== TEKS PILIHAN
Rabu, Agustus 06, 2008

Memoar Tentara Cilik


Judul : A Long Way Gone – Memoar Seorang Tentara Anak-Anak –
Penulis: Ishmael Beah
Penerjemah : Cahya Wiratama
Penerbit : Bentang, Yogyakarta
Edisi : I, Februari 2008
Tebal : 316 halaman

Bisakah Anda membayangkan bagaimana perasaan seorang anak-anak berada di tengah-tengah konflik bersenjata? Menderita? Itu adalah hal pasti yang dirasakan semua orang. Tapi, bagi anak-anak bisa lebih dari itu. Ketakutan akan kematian plus pisah dari orangtua dan saudara adalah dua sisi mata uang. Dan tahukah Anda bahwa konflik bersenjata terkadang memunculkan fenomena baru, yaitu adanya perekrutan anak-anak untuk menjadi tentara/pejuang?
====
- **PERSYARATAN**:
**1.** Tentukan apakah setiap pernyataan berikut sesuai dengan resensi memoar tentara cilik di atas. Jawab ya atau tidak, lalu kutip kata-kata penentunya dari resensi itu: (a) Buku ini diterjemahkan oleh Cahya Wiratama. (b) Buku ini diterbitkan di Jakarta. (c) Buku ini setebal 316 halaman.
**2.** Menurut resensi memoar tentara cilik di atas, kapan edisi pertama buku tersebut terbit?
**3.** Lanjutkan resensi memoar tentara cilik di atas, dimulai setelah kalimat terakhirnya.
== CATATAN TERSEDIA
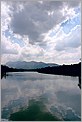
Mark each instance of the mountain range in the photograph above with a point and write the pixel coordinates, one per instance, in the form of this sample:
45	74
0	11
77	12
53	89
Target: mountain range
29	65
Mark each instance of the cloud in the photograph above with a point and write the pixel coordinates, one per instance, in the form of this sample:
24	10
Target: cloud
34	18
71	40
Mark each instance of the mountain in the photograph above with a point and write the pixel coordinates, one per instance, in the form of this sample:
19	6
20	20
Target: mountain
29	65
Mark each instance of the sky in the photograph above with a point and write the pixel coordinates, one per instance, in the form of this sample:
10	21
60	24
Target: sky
47	31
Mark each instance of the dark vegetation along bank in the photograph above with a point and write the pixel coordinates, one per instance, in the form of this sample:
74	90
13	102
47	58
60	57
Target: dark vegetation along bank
68	70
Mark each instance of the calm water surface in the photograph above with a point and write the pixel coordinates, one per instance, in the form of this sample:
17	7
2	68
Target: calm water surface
44	95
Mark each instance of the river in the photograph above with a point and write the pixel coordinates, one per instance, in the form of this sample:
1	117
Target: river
40	97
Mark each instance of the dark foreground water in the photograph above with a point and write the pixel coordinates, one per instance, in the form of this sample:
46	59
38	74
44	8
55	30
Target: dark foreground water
31	96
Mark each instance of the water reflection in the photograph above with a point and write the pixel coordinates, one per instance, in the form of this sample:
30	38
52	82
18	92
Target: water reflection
59	94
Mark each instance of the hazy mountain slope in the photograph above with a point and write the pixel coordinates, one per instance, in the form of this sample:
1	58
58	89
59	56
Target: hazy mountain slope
29	65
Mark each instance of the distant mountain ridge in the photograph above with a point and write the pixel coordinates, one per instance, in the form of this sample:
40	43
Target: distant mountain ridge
29	65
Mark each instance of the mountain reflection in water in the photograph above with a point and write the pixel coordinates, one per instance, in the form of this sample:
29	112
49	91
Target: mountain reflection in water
49	97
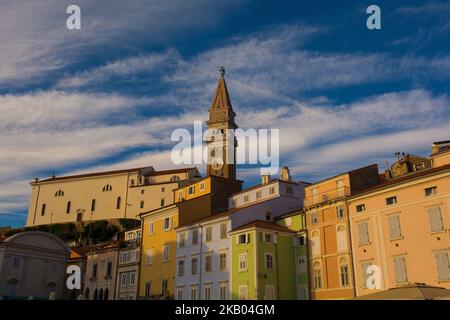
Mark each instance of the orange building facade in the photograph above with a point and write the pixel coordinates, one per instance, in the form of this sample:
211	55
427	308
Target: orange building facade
330	257
401	230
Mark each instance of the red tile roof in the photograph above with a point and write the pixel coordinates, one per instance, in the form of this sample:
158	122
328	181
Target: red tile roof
263	225
401	179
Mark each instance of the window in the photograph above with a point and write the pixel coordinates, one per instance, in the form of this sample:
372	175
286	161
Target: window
====
- **HASIL TUGAS**:
**1.**
(a) Ya. "Penerjemah : Cahya Wiratama"
(b) Tidak. "Penerbit : Bentang, Yogyakarta"
(c) Ya. "Tebal : 316 halaman"

**2.** Februari 2008.

**3.**
Ya, setidaknya itulah yang dibuktikan oleh Ishmael Beah. Melalui bukunya, yang tak lain adalah memoarnya sendiri berjudul A Long Way Gone – Memoar Seorang Tentara Anak-Anak, menggambarkan bagaimana perjalanan seorang tentara anak di Afrika Barat. Pada tahun 1993 usia Ishmael 12 tahun. Waktu itu dia sudah ada dalam kamp pengungsi. Bersama kakak dan temannya dia mengikuti pertunjukan bakat di kota Matru Jong. Ketika di sana dia mendengar kabar bahwa desa kelahirannya diserang kaum pemberontak RUF (Revolutionary United Front). Mereka pun bertiga pergi ke sana hendak mencari tahu kondisi orangtua dan saudara-saudara lainnya. Sesampai di sana mereka tidak menemukan saudaranya satu pun. Nah, dari situlah mereka memulai perjalanan tak berujung demi menemukan anggota keluarga dan menyelamatkan diri dari kekejaman perang.
Dalam setiap perjalanan pencarian selalu mempunyai pengalaman tersendiri. Tapi, satu hal yang selalu sama dialaminya yaitu selalu dalam ancaman pembunuhan. Harus diketahui bahwa setiap perbatasan desa dijaga oleh para penjaga desanya masing-masing, walau sesungguhnya mereka adalah para relawan, bukan tentara. Ia dan para pengungsi lainnya selalu dicurigai oleh penduduk yang dilewatinya, sebagai mata-mata pemberontak.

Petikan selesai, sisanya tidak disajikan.